### Try it
Starting with the line that contains "Find every instance of the lush" and stopping after the line that contains "Find every instance of the green", copy the entries below exactly. Include nothing else.

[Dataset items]
* * * * *
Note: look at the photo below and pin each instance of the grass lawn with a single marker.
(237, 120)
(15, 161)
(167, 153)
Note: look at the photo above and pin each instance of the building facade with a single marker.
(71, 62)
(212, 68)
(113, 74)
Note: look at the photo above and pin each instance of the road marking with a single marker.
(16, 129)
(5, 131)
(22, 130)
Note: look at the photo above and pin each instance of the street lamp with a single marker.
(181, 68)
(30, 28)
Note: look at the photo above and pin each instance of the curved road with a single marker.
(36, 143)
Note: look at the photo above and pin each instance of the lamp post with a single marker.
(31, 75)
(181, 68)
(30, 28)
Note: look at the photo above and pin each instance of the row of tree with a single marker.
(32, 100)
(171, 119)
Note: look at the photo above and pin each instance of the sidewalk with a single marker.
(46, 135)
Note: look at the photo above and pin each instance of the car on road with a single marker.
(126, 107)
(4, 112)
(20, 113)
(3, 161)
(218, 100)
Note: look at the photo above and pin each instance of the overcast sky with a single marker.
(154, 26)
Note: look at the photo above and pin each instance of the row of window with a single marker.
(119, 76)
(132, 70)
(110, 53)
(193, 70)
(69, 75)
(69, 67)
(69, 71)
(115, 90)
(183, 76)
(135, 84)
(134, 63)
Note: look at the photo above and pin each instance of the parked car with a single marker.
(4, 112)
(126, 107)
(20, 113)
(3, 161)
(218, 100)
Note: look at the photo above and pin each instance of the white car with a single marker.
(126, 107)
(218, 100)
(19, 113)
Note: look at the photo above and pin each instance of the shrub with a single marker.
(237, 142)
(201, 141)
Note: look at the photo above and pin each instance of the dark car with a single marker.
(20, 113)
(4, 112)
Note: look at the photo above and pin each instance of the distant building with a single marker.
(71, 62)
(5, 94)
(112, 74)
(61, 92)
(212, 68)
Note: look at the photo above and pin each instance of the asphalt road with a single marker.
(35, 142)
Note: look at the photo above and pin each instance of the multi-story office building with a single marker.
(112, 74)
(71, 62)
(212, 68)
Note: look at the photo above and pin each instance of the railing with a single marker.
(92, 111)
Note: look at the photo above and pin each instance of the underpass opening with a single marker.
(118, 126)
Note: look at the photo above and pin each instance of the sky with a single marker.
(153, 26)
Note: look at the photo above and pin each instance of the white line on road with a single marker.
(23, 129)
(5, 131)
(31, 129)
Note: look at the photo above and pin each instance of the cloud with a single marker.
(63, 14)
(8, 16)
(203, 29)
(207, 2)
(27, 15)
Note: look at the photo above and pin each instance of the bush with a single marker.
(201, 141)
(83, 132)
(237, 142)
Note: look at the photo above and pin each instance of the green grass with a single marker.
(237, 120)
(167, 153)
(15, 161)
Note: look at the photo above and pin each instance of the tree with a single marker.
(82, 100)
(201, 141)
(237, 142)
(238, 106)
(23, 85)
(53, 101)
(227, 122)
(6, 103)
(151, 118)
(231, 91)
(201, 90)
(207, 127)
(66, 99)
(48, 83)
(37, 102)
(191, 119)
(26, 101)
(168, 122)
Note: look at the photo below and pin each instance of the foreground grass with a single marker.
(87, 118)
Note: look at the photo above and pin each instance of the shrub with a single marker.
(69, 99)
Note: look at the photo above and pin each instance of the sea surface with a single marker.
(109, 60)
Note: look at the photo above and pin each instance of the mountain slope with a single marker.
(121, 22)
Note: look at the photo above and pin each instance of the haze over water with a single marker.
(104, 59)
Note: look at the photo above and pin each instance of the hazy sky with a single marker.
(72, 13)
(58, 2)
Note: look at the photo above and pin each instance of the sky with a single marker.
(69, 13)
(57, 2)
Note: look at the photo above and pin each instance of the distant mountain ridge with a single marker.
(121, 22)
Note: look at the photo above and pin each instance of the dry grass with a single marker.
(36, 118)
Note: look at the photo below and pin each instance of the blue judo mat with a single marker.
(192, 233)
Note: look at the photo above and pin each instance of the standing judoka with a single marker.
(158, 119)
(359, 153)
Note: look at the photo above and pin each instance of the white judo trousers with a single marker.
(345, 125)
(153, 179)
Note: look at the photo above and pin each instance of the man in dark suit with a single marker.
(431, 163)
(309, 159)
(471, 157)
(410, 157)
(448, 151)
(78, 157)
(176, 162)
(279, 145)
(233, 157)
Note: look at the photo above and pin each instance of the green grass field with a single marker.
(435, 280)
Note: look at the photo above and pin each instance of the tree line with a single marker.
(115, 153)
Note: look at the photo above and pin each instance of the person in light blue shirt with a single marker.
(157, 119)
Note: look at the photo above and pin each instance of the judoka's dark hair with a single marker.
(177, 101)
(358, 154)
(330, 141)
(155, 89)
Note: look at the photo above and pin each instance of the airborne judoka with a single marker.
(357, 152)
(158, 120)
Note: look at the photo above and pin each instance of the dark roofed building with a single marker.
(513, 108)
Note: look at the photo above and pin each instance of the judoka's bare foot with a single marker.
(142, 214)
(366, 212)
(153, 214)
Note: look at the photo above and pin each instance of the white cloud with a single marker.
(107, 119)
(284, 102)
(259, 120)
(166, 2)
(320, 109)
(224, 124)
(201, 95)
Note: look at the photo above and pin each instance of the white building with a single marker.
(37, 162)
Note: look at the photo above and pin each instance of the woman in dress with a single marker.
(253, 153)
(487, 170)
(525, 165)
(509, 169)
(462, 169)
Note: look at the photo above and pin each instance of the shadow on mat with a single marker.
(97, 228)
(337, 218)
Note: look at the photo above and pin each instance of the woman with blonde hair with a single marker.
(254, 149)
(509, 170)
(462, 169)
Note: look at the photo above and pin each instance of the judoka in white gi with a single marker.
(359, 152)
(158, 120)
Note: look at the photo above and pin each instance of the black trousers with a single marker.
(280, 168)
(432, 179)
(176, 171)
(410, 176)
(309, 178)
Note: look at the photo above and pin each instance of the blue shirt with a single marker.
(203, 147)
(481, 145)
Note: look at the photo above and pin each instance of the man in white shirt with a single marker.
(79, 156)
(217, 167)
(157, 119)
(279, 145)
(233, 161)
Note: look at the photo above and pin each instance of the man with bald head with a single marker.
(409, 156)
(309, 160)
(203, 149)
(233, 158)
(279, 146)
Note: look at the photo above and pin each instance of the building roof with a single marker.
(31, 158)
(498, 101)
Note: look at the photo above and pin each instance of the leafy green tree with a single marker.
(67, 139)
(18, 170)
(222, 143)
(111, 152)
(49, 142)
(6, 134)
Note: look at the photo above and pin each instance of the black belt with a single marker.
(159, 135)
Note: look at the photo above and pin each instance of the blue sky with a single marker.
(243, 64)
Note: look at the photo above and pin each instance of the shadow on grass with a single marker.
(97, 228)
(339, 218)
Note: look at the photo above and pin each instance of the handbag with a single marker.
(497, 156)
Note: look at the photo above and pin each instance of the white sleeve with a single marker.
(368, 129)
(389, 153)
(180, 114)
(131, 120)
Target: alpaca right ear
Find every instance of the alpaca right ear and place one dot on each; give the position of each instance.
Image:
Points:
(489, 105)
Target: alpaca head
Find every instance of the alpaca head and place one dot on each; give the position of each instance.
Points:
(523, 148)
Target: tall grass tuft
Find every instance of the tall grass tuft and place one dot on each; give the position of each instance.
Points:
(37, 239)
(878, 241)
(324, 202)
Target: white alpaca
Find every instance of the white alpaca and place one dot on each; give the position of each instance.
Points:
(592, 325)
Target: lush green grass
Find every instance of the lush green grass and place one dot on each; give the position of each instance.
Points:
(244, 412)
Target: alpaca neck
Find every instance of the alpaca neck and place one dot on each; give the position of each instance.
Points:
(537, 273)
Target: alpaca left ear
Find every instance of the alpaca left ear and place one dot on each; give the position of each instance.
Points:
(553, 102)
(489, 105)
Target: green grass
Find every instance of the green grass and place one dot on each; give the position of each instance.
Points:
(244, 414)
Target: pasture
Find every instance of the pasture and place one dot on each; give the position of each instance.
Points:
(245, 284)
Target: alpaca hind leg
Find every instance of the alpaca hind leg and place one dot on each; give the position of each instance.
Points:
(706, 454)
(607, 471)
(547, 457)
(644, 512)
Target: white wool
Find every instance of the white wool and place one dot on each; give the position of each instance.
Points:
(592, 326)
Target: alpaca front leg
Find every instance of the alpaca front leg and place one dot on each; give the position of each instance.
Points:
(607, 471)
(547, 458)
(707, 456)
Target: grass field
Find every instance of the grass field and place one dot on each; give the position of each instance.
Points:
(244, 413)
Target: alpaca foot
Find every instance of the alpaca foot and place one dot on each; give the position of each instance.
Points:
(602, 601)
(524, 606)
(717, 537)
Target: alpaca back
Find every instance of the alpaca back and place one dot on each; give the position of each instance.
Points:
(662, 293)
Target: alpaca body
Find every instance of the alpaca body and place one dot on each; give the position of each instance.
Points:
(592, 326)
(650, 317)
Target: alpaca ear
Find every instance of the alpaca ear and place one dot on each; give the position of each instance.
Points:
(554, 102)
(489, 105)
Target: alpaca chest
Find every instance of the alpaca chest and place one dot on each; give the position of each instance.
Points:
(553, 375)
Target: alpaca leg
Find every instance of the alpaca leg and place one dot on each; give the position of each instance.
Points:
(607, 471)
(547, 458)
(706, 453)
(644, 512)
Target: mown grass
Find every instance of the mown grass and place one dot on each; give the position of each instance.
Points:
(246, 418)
* * * * *
### Answer box
Find every instance of the lush green grass and place one dot on each; give the position of each instance.
Points:
(244, 412)
Target: alpaca neck
Find every instance of the alpaca neck and place one dot on each; give the position of each instance.
Points:
(537, 273)
Target: alpaca left ear
Find every instance of the alpaca left ear and place one dot on each; give the position of each instance.
Points:
(553, 102)
(489, 105)
Target: green grass
Find every instance of the green grass and place one dot on each; give the position of each instance.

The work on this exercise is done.